PROVIDED DATA:
※ ※ ※
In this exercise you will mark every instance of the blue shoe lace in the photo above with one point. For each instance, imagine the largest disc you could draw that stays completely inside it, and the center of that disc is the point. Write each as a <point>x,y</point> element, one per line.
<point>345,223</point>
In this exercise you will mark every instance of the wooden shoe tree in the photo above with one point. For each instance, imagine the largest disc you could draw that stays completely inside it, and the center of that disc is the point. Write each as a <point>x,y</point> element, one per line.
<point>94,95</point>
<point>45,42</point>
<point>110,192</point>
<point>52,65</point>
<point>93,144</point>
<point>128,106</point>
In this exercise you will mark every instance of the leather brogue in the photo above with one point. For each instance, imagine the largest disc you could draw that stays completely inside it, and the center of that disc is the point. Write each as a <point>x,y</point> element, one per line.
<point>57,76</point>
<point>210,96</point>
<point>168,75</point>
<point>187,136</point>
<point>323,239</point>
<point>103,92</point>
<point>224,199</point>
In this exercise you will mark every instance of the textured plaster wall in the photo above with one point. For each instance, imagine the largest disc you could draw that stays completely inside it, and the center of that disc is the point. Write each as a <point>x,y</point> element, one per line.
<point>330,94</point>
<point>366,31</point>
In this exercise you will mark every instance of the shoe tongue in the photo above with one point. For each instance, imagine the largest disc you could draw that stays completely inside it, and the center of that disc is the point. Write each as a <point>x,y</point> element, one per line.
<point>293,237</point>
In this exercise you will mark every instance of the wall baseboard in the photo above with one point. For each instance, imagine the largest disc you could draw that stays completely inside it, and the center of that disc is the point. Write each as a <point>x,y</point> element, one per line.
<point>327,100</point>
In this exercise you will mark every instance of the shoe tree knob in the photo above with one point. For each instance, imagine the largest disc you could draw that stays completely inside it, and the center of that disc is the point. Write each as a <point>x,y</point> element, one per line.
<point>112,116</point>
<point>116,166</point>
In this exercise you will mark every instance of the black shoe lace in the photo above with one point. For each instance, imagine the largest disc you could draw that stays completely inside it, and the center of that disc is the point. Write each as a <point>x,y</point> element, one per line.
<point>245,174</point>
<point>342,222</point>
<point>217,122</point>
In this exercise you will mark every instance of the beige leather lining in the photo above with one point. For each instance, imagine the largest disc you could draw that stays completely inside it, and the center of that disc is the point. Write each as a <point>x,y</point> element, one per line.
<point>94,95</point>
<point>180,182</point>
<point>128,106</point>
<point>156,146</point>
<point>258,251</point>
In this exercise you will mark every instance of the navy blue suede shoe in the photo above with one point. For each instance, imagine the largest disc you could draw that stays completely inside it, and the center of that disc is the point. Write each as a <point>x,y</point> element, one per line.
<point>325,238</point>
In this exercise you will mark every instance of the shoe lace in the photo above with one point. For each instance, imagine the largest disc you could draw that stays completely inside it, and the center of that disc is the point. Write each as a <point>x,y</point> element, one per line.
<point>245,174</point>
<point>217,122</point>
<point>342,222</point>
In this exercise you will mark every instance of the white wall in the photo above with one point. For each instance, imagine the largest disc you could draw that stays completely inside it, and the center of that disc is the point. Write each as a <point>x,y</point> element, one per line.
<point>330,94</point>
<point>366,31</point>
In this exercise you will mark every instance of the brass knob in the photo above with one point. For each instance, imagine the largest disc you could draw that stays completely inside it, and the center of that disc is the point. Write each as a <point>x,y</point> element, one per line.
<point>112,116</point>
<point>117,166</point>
※ ※ ※
PROBLEM STATEMENT:
Write out all of the entries above, exactly and in full.

SOLUTION TO THE EXERCISE:
In this exercise you will mark every instance of the blue shoe lace in the photo above with one point. For each instance, imagine the largest disc you could draw that stays completely inside it, and the center of that disc is the point. Write each as a <point>x,y</point> element, one per line.
<point>345,223</point>
In this exercise you will mark every instance of the wooden shoe tree in the photo above with one point. For each instance, imagine the largest disc you could draw that stays completely inside it, and the center of that disc is the point. Write each as a <point>x,y</point> element, one per line.
<point>94,95</point>
<point>45,42</point>
<point>110,192</point>
<point>52,65</point>
<point>93,144</point>
<point>128,106</point>
In this exercise you will mark every instance of the leather brogue in the photo above with one point. For each instance, imagine the largest disc you could draw that stays completely inside it, and the center of that disc is the point. Write each as a <point>x,y</point> element, one per line.
<point>57,76</point>
<point>210,96</point>
<point>168,75</point>
<point>187,136</point>
<point>323,239</point>
<point>103,92</point>
<point>224,199</point>
In this exercise you will mark every instance of the textured plaster wall in the photo above with one point. For each instance, imagine the largest disc you could draw that stays completely inside it, and the center of that disc is the point. Write each as a <point>x,y</point> element, one per line.
<point>330,94</point>
<point>366,31</point>
In this exercise you will mark every instance of the shoe tongue in the photo above with one point. For each instance, imagine the largest disc you could draw that stays completely inside it, and the center of that disc is the point. Write each as a <point>x,y</point> element, one per line.
<point>293,237</point>
In this exercise you will mark every instance of the wall baseboard in the photo above with one point. For each instance, imagine the largest disc you could draw that stays completely inside it, and the center of that disc is the point. Write each as a <point>x,y</point> element, one per line.
<point>327,100</point>
In this exercise you will mark every instance of the shoe tree knob in the photo above with one point. For each instance, imagine the largest disc you could draw that stays completely inside it, and the center of that disc is the point. Write each as a <point>x,y</point> element, one per line.
<point>112,116</point>
<point>116,166</point>
In this exercise you will mark every instance of the black shoe lace in the photo above with one point. For each instance, imagine the largest disc you could draw that stays completely inside it, and the center of that disc is the point. Write each as a <point>x,y</point> element, one per line.
<point>245,174</point>
<point>342,222</point>
<point>217,122</point>
In this exercise you will mark every instance of the beige leather lining in the photo above with one point. For each instance, imagine the largest disc you could draw that stays completely inside it, and the center of that disc is the point. Write each as a <point>x,y</point> element, one per line.
<point>94,95</point>
<point>180,182</point>
<point>128,106</point>
<point>156,146</point>
<point>258,251</point>
In this exercise you will mark every instance of the navy blue suede shoe in the photo above with one point. For each instance, imagine the largest disc you could draw that stays completely inside it, and the center of that disc is the point. Write each as a <point>x,y</point> element, one per line.
<point>325,238</point>
In this exercise you will mark every instance of the shoe lace in the photo above with one point. For each instance, imagine the largest disc you could draw that stays completely inside it, and the center of that disc is the point. Write each as a <point>x,y</point> element, one per line.
<point>245,174</point>
<point>217,122</point>
<point>342,222</point>
In this exercise you will mark every instance of the white wall in the photo above with one point. For each instance, imagine the largest disc you could draw that stays completely inside it, and the center of that disc is the point. Write each as a <point>x,y</point> element, one per line.
<point>330,94</point>
<point>366,31</point>
In this exercise you will mark every instance of the brass knob in the photo above with one point. For each instance, imagine the largest disc you could draw that stays completely inside it, and the center of that disc is the point. Write each as a <point>x,y</point> element, one per line.
<point>112,116</point>
<point>117,166</point>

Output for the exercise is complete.